● **Список заданий**:
A – Какое название получило село Великая Старица в выправленной рукописи рассказа «Гапа Гужва», согласно фрагменту о Бабеле и коллективизации?
B – Измените строки записей от самого начала записей по строку с «[[[0,170],[404,177],[404,2],[3,2]]]» включительно: замените «sky» на «clouds», остальное оставьте как есть. Приведите только эти строки, без картинок.

● **Фрагмент документа**:
☆ ☆ ☆

Оказывается, Бабель столкнулся с перегибами в коллективизации, которые позже получили наименование „головокружения от успехов“[7]. Причем в дальнейшем оказалось, что понять и описать он все-таки кое-что сумел»[8].
Илье Слониму, вернувшись из очередной поездки по районам коллективизации, Бабель говорил, «что происходящее в деревне намного страшнее того, что ему доводилось видеть в гражданскую войну»[9].
Семь лет спустя, в сентябре 1937 года, на встрече с молодыми писателями Бабель говорил:
«Мне очень хочется писать о селе, о коллективизации (вот что сейчас меня занимает), о людях во время коллективизации, о переделке сельского хозяйства. Это самое большое движение нашей революции, кроме гражданской войны. Я более или менее близкое участие принимал в коллективизации 1929–1930 годов. Я несколько лет пытаюсь это описать. Как будто теперь это у меня получается».
Можно заключить, что тема коллективизации утвердилась в его творчестве на многие годы. Но в чем конкретно выразилось его «более или менее близкое» участие в ней? Вероятно, как и в продовольственной экспедиции на Волгу в 1918 году, Бабель занимал скорее позицию наблюдателя, исполняя кое-какие обязанности по делопроизводству или бухгалтерии. И все же он говорил правду о своем близком участии: достаточными сведениями о Великой Старице и ее обитателях, как мы увидим дальше, он располагал.
2 сентября 1931 года Бабель пишет письмо в комитет выставки «Писатель и колхоз»:
«Я занят теперь приведением в порядок записей, которые я вел в селе, — записи эти надо углубить и продолжить. Я не рассчитываю опубликовать их раньше, чем через несколько месяцев»[10].
Однако уже 10 сентября 1931 года из Молоденова он сообщает в письме Полонскому:
«Только что дописал рассказ для „дебюта“ в „Новом мире“. По прежним правилам я отложил бы его на год, но теперь обстоятельства (а в соответствии с ними и правила) изменились. В ближайшие две недели отделаю и в конце сентября сдам». Из следующего письма, от 13 октября 1931 года, тому же адресату становится ясно, что речь идет о рассказе «Гапа Гужва», выправленную рукопись которого Бабель отослал в редакцию журнала, — «пришлось изменить название села (Великая Старица на Великая Криница. — Авторы) — для избежания сверхкомплектного поношения».
Но предлагал Бабель Полонскому не один, а, судя по записи в дневнике редактора «Нового мира», два рассказа о коллективизации, второй, судя по всему, — «Колывушка»:
«20/VII.31. Звонок Бабеля. Опять — тысяча и одна увертка. Советовался-де с Горьким, и Горький не советует ему печатать рассказы, какие он дал мне. Но он написал „вчерне“ два колхозных рассказа <…>. Он над ними работает. В течение месяца он их мне доставит»[11].

☆ ☆ ☆

Сохранённые данные
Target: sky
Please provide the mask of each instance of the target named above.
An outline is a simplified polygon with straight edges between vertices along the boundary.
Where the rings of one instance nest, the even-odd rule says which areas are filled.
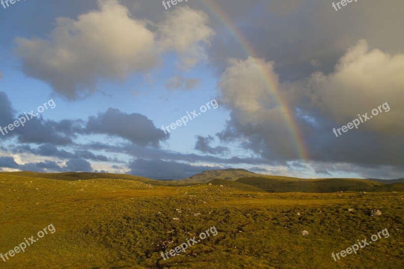
[[[0,170],[404,177],[404,2],[3,2]]]

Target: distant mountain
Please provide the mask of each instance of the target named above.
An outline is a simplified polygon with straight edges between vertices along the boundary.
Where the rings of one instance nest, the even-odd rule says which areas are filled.
[[[251,185],[241,183],[241,182],[237,182],[237,181],[232,181],[226,180],[213,180],[208,183],[208,184],[211,183],[213,185],[223,185],[225,187],[233,188],[236,190],[239,190],[240,191],[245,191],[246,192],[266,192],[264,190],[262,190],[259,188],[257,188]]]
[[[187,178],[171,182],[177,184],[195,184],[208,182],[213,180],[226,180],[235,181],[241,177],[260,176],[260,174],[247,171],[245,169],[229,168],[222,170],[204,171]]]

☆ ☆ ☆

● **Ответы к заданиям**:
A – Великая Криница.

B –
Target: clouds
Please provide the mask of each instance of the target named above.
An outline is a simplified polygon with straight edges between vertices along the boundary.
Where the rings of one instance nest, the even-odd rule says which areas are filled.
[[[0,170],[404,177],[404,2],[3,2]]]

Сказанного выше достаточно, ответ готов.